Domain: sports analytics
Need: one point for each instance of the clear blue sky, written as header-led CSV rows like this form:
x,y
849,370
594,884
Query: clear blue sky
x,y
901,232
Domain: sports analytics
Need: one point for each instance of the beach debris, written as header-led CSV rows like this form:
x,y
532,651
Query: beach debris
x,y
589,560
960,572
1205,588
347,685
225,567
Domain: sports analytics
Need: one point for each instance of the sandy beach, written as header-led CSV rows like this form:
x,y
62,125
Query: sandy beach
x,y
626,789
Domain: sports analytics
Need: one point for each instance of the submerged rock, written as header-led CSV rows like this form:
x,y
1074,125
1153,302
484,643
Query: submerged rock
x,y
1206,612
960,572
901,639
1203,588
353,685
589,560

* * *

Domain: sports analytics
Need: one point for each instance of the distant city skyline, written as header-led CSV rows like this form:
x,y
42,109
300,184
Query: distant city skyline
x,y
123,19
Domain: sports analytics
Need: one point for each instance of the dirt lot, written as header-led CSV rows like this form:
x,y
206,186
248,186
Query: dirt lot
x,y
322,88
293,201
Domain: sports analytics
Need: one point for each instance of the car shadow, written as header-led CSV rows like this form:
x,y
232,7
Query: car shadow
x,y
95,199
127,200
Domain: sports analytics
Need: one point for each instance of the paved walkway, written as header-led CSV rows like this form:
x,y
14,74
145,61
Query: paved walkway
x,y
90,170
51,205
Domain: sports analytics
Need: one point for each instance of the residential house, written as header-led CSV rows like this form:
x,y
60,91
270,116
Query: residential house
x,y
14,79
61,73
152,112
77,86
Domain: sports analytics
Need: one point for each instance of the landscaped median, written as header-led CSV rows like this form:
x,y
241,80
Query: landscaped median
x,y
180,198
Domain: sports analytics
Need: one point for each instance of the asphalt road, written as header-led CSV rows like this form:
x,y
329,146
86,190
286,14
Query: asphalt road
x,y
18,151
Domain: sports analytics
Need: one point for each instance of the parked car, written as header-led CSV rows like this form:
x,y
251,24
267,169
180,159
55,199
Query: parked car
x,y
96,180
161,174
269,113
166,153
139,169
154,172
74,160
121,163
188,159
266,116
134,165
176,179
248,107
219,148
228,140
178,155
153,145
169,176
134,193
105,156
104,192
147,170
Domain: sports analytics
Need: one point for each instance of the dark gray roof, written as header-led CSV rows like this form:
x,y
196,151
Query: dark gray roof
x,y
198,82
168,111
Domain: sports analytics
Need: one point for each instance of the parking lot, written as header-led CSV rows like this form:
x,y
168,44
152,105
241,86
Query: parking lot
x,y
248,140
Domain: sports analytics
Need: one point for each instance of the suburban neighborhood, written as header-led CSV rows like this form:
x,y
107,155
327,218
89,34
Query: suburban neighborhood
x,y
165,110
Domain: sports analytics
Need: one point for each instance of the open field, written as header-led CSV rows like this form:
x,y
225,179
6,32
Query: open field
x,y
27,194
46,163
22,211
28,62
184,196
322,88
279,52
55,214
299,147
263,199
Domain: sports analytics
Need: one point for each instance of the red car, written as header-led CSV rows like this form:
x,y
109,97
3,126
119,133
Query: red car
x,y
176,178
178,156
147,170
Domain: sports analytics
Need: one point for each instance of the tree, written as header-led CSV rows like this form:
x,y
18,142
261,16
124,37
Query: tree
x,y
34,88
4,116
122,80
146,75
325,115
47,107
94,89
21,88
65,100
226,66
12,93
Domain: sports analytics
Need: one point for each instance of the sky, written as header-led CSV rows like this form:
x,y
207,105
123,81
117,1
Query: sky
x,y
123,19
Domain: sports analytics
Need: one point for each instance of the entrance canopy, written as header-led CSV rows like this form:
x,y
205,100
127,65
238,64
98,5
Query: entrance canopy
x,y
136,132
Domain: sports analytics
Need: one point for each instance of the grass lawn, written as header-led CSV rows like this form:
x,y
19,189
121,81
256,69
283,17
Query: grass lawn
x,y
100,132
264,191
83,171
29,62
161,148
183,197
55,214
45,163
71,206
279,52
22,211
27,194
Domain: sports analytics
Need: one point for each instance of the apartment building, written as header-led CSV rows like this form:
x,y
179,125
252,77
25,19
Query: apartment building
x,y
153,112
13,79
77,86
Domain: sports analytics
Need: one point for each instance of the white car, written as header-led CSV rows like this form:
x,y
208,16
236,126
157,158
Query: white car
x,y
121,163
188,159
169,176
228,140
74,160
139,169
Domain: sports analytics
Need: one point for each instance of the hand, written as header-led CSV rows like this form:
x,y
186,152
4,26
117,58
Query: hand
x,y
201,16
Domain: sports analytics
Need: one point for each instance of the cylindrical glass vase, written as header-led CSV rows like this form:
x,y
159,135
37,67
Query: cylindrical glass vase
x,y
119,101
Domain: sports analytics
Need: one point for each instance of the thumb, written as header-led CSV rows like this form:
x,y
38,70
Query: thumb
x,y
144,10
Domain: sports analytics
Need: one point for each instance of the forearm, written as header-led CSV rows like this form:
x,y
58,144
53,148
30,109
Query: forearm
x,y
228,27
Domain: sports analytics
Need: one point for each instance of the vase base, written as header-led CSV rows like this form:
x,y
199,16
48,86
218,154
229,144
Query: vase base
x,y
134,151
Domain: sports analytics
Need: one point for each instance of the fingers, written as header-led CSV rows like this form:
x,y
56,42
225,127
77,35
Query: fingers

--

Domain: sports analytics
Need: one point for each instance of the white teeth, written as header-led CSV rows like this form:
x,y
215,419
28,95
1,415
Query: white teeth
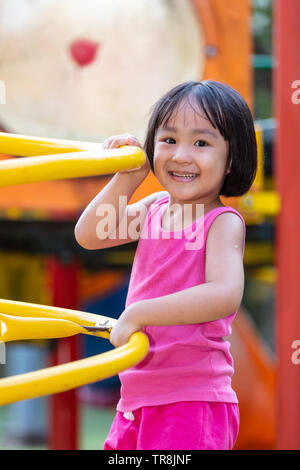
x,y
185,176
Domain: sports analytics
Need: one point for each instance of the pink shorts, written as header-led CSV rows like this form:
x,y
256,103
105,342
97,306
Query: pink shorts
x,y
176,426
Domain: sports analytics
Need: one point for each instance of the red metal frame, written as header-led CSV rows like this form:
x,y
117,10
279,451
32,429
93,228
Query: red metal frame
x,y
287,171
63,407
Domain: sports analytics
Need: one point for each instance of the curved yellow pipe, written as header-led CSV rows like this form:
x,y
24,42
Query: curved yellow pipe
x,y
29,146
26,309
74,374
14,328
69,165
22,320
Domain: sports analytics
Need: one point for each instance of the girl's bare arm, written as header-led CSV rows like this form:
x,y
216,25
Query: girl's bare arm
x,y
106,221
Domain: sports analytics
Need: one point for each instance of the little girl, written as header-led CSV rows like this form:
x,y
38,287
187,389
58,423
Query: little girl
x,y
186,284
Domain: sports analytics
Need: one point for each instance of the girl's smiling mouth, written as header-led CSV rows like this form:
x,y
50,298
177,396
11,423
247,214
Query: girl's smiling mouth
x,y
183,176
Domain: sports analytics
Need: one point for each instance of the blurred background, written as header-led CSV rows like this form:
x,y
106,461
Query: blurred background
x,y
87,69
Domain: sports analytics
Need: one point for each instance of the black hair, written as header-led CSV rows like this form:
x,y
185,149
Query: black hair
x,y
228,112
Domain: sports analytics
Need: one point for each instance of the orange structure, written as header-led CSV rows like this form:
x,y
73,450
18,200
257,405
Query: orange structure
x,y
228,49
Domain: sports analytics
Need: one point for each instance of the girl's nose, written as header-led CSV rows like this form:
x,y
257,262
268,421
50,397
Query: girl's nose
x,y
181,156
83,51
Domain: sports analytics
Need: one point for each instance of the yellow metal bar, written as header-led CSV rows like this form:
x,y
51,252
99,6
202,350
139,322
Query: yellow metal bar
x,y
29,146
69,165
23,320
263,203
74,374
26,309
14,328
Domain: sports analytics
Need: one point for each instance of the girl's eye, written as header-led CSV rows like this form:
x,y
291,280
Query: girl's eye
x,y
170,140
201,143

Task prompt:
Locate each line in the records above that contains the word "hand", and copy those lines.

Output of the task:
Need: one point for each instance of the hand, written as header-led CSV rows like this form:
Query: hand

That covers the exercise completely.